Everyone and his dog is talking about it, offering their opinions and such. Thusly, I feel compelled to offer my own.
Mind you, I'm not a CPU engineer, so don't take this as infallible. In fact, I may be totally wrong about it. So treat it like how you treat any other opinions - verify and cross-check with other sources. That being said, I've done some research about it myself, so I expect that I'm not too much fooled by myself :)
Overview
There are 3 kinds of vulnerabilities: Spectre 1, Spectre 2, and Meltdown.
In very simplified terms, this is how they work:
1. Spectre 1 - using speculative execution, leak sensitive data via cache timing.
2. Spectre 2 - by poisoning branch prediction cache, makes #1 more likely to happen.
3. Meltdown - Application of Spectre 1: read kernel-mode memory from non-privileged programs.
How they work
So how exactly do they work? https://googleprojectzero.blogspot.com.au/2018/01/reading-privileged-memory-with-side.html gives you the super details of how they work, but in the nutshell, here it is:
Spectre 1 - Speculative execution is a phantom CPU operation that supposedly does not leave any trace. And if you view it from CPU point of view, it really doesn't leave any trace.

Entries from a pointing dataset:
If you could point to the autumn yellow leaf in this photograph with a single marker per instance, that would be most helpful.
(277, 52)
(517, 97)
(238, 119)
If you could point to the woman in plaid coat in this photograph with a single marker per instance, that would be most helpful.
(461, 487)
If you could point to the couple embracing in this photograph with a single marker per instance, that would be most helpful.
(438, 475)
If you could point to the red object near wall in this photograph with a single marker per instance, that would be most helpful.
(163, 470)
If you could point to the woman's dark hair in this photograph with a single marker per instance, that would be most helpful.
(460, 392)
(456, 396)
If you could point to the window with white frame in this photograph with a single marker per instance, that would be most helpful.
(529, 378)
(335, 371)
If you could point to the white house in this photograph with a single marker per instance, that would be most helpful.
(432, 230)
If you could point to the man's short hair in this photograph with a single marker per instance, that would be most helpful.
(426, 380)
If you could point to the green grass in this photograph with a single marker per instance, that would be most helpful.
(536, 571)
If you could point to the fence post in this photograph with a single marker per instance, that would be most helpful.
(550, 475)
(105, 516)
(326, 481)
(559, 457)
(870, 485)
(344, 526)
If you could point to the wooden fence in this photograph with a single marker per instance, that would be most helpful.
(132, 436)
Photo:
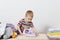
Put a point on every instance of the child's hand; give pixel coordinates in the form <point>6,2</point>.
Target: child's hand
<point>36,33</point>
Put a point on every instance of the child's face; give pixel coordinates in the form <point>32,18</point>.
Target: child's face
<point>29,18</point>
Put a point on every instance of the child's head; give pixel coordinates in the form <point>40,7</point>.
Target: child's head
<point>29,15</point>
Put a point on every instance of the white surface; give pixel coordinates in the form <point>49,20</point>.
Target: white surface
<point>2,27</point>
<point>47,12</point>
<point>40,37</point>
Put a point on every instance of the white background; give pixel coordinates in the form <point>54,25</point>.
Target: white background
<point>46,12</point>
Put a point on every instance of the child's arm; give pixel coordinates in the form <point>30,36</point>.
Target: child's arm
<point>19,30</point>
<point>35,31</point>
<point>18,27</point>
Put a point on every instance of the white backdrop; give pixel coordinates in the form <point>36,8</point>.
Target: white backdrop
<point>46,12</point>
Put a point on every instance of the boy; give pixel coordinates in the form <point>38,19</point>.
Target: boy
<point>26,23</point>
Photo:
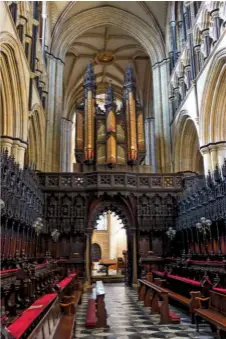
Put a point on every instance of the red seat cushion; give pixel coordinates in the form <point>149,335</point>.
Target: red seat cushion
<point>186,280</point>
<point>173,316</point>
<point>91,318</point>
<point>21,324</point>
<point>220,290</point>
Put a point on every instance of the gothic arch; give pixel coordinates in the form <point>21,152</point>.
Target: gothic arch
<point>14,109</point>
<point>187,156</point>
<point>36,138</point>
<point>213,103</point>
<point>99,206</point>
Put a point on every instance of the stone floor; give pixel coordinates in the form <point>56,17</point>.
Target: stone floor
<point>127,318</point>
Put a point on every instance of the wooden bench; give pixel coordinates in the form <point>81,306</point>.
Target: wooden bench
<point>215,314</point>
<point>91,318</point>
<point>39,320</point>
<point>68,304</point>
<point>157,298</point>
<point>187,290</point>
<point>96,313</point>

▸ Exercise requirements:
A. In the text on Spectre and Meltdown, what does Spectre 2 poison in order to make Spectre 1 more likely?
B. Pick up the post on Spectre and Meltdown right after its last sentence and keep going in the same voice.
The material plays no part in what is asked here.

▸ Expected results:
A. The branch prediction cache.

B.
Unfortunately, that's not the case when you view it from outside the CPU. From outside, a speculative execution looks just like normal execution - peripherals can't differentiate between them; and any side effects will stay. This is well known, and CPU designers are very careful not to perform speculative executions when dealing with external world.
However, there is one peripheral that sits between CPU and external world - the RAM cache. There are multiple levels of RAM cache (L1, L2, L3), some these belongs to the CPU (as in, located in the same physical chip), some are external to the CPU. In most designs, however, the physical location doesn't matter: wherever they are, these caches aren't usually aware of differences between speculative and normal execution. And this is where the trouble is: because the RAM cache is unable to differentiate between these two, any execution (normal or speculative) will leave an imprint in the RAM cache - certain data may be loaded or removed from the cache.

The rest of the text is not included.